Give the lines of the records below as a numbered list, from the line with "Mark the window" to the line with "point(640, 63)", both included. Leave out blank lines.

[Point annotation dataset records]

((

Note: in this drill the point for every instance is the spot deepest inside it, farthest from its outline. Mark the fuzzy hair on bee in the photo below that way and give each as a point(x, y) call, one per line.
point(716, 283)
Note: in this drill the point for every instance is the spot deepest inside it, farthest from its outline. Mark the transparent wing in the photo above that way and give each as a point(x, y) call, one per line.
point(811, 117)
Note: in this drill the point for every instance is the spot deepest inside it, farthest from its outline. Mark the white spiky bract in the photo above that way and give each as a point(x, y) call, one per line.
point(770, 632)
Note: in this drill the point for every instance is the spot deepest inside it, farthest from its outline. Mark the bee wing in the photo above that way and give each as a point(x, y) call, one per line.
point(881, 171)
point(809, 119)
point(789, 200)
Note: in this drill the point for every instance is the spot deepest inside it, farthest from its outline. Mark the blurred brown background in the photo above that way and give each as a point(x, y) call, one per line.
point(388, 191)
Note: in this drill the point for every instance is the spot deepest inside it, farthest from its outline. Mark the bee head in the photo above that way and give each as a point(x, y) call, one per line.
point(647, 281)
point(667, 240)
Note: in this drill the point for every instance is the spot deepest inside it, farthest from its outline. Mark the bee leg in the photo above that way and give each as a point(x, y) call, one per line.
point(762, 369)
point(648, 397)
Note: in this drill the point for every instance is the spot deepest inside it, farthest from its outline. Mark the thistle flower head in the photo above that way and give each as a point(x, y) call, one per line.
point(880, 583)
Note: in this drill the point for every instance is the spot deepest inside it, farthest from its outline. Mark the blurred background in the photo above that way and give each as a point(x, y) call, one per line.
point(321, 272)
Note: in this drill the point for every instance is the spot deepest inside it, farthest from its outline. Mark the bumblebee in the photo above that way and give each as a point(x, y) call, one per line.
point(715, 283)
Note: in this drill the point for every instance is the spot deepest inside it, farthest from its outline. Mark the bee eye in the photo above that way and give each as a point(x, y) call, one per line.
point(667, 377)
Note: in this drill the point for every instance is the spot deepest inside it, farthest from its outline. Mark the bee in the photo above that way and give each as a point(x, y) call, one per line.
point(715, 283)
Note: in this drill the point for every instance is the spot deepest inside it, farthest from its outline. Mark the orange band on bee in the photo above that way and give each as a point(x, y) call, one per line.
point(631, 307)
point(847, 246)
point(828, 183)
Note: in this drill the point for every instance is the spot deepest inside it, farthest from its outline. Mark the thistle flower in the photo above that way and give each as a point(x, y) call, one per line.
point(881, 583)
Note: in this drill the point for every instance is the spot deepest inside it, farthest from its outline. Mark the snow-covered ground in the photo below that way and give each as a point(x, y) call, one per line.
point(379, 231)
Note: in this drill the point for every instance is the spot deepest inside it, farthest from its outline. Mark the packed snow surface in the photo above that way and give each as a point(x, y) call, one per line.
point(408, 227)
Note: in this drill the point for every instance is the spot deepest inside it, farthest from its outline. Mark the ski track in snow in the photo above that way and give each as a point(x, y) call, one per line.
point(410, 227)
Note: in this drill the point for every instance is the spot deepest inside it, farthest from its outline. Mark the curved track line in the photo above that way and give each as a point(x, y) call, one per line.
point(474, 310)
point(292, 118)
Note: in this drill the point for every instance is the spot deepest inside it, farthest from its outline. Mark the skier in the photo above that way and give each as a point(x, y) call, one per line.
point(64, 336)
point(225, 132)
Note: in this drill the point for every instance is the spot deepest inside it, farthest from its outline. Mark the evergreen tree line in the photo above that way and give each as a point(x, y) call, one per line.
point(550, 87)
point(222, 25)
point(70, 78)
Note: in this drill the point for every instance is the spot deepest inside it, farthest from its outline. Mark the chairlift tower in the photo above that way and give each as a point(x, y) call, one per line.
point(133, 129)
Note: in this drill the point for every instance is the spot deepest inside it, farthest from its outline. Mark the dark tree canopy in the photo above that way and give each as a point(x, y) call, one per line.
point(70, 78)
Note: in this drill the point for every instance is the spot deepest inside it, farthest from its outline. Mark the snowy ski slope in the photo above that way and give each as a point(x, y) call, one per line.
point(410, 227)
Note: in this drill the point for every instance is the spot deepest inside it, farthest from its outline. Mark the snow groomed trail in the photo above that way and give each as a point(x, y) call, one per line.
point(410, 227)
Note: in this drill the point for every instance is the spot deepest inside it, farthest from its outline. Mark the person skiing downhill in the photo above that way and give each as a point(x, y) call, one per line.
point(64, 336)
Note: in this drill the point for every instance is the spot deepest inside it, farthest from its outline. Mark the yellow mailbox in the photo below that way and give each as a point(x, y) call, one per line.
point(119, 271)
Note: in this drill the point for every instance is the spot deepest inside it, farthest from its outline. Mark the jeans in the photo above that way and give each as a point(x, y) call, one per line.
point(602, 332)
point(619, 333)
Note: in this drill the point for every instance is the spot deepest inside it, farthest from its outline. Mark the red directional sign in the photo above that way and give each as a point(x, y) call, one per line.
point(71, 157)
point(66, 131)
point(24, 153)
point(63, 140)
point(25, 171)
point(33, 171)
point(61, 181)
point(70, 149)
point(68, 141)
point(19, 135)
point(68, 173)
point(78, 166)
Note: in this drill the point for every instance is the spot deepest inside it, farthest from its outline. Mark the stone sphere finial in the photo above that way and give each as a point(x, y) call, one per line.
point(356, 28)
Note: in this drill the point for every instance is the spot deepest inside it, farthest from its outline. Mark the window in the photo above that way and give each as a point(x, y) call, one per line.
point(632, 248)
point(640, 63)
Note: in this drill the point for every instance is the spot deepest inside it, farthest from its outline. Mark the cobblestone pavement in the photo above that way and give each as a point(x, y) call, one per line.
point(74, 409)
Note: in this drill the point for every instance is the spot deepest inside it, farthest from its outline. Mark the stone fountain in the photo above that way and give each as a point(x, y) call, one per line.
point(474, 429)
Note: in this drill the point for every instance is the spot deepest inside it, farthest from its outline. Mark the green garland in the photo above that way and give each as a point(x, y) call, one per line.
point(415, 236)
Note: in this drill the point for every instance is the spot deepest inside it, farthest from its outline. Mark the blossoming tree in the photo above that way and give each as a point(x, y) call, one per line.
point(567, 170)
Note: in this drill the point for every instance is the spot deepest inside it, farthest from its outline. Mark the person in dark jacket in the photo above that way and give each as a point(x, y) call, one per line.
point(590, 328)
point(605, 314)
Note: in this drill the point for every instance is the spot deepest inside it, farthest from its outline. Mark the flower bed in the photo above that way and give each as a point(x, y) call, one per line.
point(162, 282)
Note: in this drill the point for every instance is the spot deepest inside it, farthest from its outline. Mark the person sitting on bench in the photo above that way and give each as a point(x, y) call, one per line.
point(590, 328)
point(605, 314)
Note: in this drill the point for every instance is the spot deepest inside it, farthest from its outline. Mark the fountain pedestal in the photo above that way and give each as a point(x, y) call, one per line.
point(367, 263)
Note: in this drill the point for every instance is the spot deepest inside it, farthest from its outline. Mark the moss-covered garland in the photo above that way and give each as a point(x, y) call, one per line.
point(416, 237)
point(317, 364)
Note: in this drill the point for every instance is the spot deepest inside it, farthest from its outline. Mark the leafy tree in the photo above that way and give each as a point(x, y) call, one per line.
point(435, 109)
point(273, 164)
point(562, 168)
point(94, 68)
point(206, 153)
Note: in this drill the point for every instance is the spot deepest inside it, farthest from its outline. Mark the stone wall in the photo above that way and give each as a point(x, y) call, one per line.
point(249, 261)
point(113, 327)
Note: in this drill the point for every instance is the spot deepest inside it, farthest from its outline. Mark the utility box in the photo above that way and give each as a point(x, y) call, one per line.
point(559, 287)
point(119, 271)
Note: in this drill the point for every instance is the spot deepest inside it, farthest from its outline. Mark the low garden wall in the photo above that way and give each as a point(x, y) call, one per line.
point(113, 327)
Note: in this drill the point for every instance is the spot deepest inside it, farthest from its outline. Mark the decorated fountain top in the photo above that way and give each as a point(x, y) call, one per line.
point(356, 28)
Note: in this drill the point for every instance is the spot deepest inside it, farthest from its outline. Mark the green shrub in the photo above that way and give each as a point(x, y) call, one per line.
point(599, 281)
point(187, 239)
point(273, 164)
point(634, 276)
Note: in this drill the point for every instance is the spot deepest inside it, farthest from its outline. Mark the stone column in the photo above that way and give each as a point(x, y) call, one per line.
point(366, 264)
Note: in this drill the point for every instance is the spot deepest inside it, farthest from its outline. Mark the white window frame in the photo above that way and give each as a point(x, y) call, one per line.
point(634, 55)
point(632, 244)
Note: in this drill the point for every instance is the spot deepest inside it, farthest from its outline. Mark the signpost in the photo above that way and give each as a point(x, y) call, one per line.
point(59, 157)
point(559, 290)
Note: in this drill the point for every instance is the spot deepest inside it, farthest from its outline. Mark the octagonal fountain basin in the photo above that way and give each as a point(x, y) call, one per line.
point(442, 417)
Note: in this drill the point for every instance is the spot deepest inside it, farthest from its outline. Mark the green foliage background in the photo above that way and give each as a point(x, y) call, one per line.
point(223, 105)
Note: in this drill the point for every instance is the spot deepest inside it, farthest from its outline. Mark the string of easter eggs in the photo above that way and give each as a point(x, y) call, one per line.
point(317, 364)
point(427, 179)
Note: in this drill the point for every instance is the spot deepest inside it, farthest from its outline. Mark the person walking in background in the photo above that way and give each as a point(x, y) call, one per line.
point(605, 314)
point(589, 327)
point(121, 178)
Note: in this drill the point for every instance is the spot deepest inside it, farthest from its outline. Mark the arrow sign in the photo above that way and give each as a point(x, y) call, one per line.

))

Solution for this task:
1. Note: in this drill the point for every instance is the spot deepest inside it, farthest from its outline. Mark the window in the photo above that way and give each as a point(x, y) call, one per line.
2. point(632, 248)
3. point(640, 63)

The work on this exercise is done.